> Task goal
Copy the lines of the listing below verbatim, starting at the line that contains "Reviewer note: check that every instance of the rope" and ending with the last line of the listing, both ends included.

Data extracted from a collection
>>>>>

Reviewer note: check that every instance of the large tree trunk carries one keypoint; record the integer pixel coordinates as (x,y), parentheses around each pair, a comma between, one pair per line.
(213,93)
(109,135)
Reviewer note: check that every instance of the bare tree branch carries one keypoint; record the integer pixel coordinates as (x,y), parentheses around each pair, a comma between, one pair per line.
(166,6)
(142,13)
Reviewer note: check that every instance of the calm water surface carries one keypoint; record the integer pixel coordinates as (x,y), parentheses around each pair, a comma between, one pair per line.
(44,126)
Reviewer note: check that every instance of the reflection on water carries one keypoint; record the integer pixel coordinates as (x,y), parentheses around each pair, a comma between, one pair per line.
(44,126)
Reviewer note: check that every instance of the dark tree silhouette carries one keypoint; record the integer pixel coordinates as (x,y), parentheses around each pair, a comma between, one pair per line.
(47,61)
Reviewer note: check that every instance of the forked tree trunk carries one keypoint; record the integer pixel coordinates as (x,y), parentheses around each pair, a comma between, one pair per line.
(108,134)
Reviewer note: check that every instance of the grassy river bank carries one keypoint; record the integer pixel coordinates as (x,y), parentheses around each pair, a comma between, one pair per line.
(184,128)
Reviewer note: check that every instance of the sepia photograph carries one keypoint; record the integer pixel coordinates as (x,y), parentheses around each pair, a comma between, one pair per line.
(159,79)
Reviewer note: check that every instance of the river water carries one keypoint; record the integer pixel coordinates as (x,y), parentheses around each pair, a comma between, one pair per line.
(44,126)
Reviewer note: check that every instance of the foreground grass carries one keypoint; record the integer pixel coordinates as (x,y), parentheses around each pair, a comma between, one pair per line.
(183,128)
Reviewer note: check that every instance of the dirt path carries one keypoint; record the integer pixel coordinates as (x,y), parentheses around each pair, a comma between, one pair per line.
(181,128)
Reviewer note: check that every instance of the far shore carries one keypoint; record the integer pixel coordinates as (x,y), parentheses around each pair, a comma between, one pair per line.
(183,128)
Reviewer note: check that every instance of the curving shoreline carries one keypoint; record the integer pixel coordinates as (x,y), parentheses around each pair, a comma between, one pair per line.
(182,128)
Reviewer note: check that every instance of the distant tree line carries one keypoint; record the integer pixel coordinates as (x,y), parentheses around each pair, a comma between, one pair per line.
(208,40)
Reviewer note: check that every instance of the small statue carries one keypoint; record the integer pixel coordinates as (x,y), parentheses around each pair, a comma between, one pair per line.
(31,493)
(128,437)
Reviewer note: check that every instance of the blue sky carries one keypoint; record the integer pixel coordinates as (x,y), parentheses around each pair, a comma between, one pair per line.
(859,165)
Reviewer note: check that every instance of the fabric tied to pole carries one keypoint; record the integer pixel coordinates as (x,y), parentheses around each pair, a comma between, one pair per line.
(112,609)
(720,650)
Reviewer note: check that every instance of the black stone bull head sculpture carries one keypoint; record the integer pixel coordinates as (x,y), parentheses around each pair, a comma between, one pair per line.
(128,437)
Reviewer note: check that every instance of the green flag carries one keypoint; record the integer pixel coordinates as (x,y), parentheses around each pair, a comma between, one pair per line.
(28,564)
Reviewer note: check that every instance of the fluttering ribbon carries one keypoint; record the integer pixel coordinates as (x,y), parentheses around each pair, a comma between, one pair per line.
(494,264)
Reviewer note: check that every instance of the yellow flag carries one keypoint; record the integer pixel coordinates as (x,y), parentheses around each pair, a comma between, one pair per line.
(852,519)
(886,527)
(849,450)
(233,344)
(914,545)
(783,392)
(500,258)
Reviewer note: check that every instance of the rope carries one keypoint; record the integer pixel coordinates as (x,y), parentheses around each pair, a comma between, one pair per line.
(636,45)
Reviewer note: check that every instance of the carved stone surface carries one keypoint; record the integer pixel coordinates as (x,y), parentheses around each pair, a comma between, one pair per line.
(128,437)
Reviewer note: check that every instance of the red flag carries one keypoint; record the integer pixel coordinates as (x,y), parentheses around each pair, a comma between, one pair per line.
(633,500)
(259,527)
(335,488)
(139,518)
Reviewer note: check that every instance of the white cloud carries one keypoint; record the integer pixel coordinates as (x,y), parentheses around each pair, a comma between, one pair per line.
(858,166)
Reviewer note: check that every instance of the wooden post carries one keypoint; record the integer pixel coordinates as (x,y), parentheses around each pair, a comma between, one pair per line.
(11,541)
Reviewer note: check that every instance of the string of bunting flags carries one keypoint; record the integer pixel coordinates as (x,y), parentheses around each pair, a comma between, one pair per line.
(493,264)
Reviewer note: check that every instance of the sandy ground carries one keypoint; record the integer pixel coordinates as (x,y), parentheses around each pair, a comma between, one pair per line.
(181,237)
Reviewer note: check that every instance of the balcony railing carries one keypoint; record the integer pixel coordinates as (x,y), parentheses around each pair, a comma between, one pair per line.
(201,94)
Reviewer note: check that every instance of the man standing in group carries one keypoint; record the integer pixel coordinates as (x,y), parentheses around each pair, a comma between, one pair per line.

<<<<<

> Full response
Reviewer note: check that every instance of the rope carries one keypoint; record the integer pixel coordinates as (x,y), parentheses around each pair, a comma between, one pair per line.
(636,45)
Reviewer note: check that every instance of the carved stone surface carries one keypoint; record the integer pixel coordinates as (x,y), parentheses around each pair, a comma between, one pair per line.
(128,437)
Reviewer note: check that every instance of the red flag carries one keypoint; record the integer pixel coordinates as (x,y), parentheses around each pair, a comma between, one pair per line.
(633,500)
(259,527)
(335,488)
(139,518)
Reviewer note: check that every instance of the white cloud carries one keypoint; record the integer pixel coordinates as (x,y), parentheses around each pair, a comma between, one pair per line.
(858,166)
Reviewer note: check that every instance of the wooden post carries one keypoint; record the integer pixel coordinates as (x,y), parentheses around each pair, a comma between, one pair per line.
(11,541)
Reviewer note: check that every instance of the string of bunting flags carries one keypoint; record the integer pixel coordinates as (x,y), parentheses around each pair, a comma between, one pair per line.
(493,264)
Reviewer note: check that every instance of the sandy ground carries one keypoint; record the integer pixel coordinates as (x,y), parentheses around each pair, a comma between, one pair per line.
(181,237)
Reviewer note: check that every instance of the balcony railing carries one keypoint; record the integer pixel coordinates as (x,y), parentheses around each pair, a comma between, one pair per line.
(201,94)
Reviewer note: check that every instance of the man standing in group carries one keypoint; record the integer pixel coordinates as (x,y), parentheses around each pair, a comma between, one pair per line.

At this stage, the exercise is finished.